──────── PASSAGE PROVIDED

20 websites most guilty of tracking what you do online

Thanks to the internet, modern lingo updates itself at the speed of light. Original terms pop up like weeds, and by the time you finally pick them up, you turn around to discover even more concepts have emerged, creating entirely new sentences that wouldn’t make sense in any other context. Case in point: “Cookies are stalking your every click and reporting back on your browsing history.”

That might sound weird at first; after all, in the real world, baked goods aren’t capable of spying on you. But over on the internet, “cookies” is another term for the tiny trackers that ad companies and data brokers use to watch over everything you do online. Tap or click here to understand what you’re signing up for when you accept cookies from a website.

Third-party cookies are so normalized that some of the biggest websites you visit may use them. Even worse, some websites will follow you after you’ve left; they’ll make a note of everything you do on other websites, as well. Here are some of the biggest culprits you need to watch out for.

────────────────

GIVEN PROBLEM A
In the records, copy exactly the part that opens with the line containing "trace --target plaid" and closes with the line containing "173 100 L 168", including both of those lines.
The article and the records below it have no connection to each other.

──────── MATERIAL FOR THE TASK

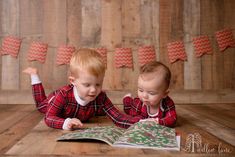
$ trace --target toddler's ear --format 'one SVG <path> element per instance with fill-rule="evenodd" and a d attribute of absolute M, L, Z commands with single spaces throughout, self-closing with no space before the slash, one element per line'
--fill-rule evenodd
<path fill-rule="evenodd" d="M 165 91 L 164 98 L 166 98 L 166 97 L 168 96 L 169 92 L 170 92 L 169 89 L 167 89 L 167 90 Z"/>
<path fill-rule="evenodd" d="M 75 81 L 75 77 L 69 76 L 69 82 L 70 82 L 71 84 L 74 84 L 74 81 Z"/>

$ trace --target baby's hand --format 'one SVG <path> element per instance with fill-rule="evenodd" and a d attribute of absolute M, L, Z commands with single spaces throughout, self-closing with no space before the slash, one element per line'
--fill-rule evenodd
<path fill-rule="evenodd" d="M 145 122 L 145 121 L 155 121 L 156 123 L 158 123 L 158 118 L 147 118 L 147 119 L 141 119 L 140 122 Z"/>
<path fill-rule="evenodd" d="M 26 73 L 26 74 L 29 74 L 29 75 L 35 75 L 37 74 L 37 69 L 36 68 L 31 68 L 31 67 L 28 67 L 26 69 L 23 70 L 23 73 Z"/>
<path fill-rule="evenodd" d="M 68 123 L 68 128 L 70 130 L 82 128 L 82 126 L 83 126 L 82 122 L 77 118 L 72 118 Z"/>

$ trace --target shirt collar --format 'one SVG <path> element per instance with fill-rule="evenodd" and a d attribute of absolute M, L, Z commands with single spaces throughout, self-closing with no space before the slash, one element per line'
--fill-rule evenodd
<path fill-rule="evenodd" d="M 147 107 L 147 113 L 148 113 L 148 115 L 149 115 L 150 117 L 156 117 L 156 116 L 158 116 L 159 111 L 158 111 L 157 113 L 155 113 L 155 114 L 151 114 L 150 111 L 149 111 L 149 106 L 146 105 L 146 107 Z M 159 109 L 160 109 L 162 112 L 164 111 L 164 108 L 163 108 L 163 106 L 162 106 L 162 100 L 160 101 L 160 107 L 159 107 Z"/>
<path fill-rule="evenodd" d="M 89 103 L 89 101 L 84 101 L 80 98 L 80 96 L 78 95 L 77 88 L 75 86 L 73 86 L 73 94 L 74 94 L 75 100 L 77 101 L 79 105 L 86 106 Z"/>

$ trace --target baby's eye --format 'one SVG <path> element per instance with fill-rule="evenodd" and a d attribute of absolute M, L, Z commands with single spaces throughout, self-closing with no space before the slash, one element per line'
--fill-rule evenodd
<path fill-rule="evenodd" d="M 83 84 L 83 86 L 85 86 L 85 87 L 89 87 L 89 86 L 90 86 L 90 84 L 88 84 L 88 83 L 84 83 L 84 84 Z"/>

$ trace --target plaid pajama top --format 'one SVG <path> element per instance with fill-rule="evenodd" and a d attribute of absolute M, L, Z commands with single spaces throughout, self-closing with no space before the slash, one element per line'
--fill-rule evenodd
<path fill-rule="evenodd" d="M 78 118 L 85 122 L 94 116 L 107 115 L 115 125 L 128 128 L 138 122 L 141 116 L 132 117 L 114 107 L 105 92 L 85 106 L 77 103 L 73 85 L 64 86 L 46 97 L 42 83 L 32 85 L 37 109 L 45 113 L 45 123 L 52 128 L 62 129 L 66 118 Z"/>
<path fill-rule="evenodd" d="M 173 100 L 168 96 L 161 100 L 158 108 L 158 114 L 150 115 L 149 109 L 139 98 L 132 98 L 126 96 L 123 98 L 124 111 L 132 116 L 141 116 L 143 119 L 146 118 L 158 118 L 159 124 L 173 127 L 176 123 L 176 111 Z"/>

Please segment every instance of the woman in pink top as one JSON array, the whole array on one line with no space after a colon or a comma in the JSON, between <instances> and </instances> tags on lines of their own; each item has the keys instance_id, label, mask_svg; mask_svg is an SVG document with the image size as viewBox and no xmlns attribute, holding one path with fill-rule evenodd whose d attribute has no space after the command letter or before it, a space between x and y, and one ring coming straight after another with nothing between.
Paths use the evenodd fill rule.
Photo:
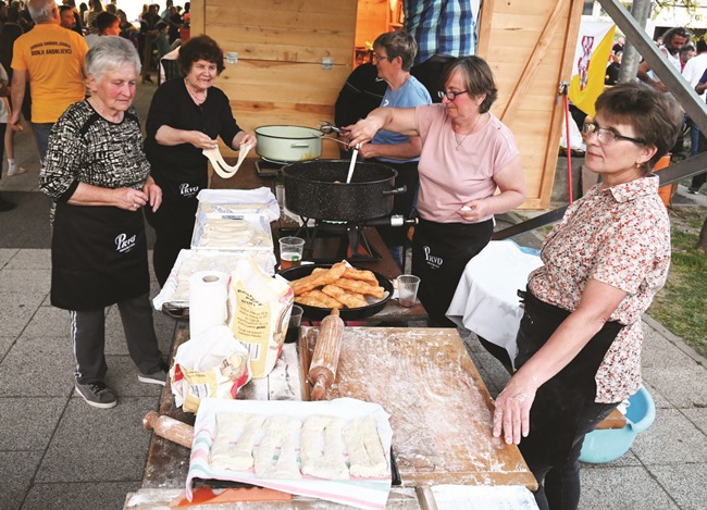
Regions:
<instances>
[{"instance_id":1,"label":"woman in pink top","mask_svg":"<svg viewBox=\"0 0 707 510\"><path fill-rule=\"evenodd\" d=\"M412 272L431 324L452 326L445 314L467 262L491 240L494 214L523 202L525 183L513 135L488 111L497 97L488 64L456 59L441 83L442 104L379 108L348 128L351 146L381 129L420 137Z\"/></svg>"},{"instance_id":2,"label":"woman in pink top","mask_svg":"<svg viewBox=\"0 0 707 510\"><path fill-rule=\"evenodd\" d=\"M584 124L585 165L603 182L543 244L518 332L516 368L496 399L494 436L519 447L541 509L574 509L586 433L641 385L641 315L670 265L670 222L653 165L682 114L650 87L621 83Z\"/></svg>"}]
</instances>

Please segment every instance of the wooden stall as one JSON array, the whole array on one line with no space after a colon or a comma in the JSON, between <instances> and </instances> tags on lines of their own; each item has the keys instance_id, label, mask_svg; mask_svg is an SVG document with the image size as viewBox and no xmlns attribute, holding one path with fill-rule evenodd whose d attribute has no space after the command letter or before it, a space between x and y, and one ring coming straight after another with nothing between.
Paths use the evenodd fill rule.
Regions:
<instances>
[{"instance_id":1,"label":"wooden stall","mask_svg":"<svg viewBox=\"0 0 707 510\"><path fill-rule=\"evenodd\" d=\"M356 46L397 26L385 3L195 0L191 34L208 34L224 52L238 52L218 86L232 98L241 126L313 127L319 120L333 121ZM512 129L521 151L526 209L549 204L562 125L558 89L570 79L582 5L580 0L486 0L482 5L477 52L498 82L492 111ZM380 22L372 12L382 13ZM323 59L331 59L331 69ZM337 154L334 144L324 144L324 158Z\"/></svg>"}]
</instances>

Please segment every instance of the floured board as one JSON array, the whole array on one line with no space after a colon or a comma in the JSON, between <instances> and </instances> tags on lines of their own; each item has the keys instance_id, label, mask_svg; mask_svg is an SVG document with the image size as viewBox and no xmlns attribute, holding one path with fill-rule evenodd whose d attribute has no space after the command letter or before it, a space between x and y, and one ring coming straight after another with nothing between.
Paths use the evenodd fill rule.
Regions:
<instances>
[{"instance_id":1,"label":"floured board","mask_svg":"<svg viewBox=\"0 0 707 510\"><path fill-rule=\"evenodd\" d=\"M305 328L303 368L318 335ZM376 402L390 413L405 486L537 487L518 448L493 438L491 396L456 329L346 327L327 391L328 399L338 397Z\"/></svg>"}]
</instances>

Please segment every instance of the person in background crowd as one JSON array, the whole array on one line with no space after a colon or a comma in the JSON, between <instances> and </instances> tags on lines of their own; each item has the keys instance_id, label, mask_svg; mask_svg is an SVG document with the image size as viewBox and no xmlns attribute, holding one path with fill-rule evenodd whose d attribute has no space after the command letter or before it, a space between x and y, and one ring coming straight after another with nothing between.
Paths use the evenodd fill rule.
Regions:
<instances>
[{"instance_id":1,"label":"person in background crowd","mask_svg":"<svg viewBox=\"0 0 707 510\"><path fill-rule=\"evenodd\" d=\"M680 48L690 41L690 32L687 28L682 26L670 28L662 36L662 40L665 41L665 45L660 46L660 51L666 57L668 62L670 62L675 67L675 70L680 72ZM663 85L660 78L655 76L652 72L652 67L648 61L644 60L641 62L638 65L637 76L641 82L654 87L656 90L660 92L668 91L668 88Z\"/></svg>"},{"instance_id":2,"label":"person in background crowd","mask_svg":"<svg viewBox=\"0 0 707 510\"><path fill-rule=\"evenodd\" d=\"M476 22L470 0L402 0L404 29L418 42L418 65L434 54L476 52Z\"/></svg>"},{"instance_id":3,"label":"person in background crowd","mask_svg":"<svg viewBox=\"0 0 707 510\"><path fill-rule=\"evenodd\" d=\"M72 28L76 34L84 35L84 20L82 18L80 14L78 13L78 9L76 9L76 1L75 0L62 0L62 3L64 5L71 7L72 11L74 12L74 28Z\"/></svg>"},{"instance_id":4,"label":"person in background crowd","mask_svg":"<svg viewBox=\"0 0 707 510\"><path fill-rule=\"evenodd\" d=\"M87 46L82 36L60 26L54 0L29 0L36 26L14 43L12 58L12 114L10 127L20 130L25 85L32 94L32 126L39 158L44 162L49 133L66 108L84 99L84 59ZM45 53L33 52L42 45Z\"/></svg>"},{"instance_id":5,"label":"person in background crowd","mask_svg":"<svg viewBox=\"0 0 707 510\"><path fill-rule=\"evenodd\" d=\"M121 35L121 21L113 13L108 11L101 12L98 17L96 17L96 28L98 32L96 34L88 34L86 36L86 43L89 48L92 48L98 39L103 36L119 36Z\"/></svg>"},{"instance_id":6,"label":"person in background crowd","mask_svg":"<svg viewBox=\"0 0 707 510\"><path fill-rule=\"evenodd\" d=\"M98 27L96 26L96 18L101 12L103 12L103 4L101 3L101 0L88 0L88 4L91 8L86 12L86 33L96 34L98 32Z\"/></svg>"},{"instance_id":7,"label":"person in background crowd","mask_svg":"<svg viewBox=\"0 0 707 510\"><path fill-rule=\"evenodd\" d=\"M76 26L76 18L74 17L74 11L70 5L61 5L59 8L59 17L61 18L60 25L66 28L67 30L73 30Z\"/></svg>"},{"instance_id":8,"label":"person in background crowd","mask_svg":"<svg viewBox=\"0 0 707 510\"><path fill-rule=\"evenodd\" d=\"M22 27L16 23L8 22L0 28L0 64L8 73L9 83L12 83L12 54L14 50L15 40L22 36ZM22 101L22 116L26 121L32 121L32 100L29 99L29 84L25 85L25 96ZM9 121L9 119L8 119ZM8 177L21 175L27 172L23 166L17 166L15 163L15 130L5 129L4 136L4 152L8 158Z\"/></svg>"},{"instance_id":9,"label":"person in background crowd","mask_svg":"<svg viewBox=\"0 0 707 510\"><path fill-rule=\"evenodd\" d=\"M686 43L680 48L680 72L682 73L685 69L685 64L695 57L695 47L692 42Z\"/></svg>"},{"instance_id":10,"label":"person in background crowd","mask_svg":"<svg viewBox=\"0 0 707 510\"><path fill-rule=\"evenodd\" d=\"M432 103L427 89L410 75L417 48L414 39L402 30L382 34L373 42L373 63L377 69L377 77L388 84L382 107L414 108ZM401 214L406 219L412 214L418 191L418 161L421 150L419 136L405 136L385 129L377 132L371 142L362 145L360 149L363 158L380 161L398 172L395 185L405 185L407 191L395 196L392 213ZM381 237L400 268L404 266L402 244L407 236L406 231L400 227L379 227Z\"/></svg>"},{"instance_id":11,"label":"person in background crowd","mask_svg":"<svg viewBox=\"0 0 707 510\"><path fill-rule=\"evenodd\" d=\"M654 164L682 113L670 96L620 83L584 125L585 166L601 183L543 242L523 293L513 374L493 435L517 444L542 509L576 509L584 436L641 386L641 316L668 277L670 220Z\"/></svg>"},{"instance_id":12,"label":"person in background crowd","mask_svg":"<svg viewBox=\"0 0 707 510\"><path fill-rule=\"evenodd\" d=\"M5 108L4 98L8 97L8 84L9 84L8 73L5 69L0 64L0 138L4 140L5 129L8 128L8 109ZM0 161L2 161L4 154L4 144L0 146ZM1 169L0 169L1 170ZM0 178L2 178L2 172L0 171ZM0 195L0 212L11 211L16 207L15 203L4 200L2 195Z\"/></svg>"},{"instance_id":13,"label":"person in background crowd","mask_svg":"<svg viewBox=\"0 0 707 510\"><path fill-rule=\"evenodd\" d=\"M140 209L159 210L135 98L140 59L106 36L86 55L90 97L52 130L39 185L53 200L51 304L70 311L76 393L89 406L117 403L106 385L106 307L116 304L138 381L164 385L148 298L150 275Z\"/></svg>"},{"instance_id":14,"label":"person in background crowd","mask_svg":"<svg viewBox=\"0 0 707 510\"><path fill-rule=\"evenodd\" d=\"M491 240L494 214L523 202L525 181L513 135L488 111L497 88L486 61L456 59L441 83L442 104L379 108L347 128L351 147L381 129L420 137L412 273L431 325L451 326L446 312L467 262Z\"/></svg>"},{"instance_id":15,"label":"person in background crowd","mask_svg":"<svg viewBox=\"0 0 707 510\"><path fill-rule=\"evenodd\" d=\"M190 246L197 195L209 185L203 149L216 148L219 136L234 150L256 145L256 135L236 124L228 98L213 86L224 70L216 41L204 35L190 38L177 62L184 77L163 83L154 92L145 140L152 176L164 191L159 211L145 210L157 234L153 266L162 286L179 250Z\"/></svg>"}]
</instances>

────────────────

GIVEN PROBLEM B
From the article on website tracking, repeat exactly the part that opens with the words containing "Third-party cookies are" and closes with "watch out for.".

FULL SOLUTION A
$ trace --target plaid pajama top --format 'one SVG <path> element per instance with fill-rule="evenodd" and a d attribute of absolute M, L, Z commands with single spaces throughout, self-closing with no space before the slash, one element per line'
--fill-rule evenodd
<path fill-rule="evenodd" d="M 78 118 L 85 122 L 94 116 L 107 115 L 115 125 L 128 128 L 138 122 L 141 116 L 132 117 L 114 107 L 105 92 L 85 106 L 77 103 L 73 85 L 64 86 L 46 97 L 42 83 L 32 85 L 37 109 L 45 113 L 45 123 L 52 128 L 62 129 L 66 118 Z"/>
<path fill-rule="evenodd" d="M 173 100 L 168 96 L 161 100 L 158 108 L 158 114 L 150 115 L 149 109 L 139 98 L 132 98 L 126 96 L 123 98 L 124 111 L 132 116 L 141 116 L 143 119 L 146 118 L 158 118 L 159 124 L 173 127 L 176 123 L 176 111 Z"/>

FULL SOLUTION B
Third-party cookies are so normalized that some of the biggest websites you visit may use them. Even worse, some websites will follow you after you’ve left; they’ll make a note of everything you do on other websites, as well. Here are some of the biggest culprits you need to watch out for.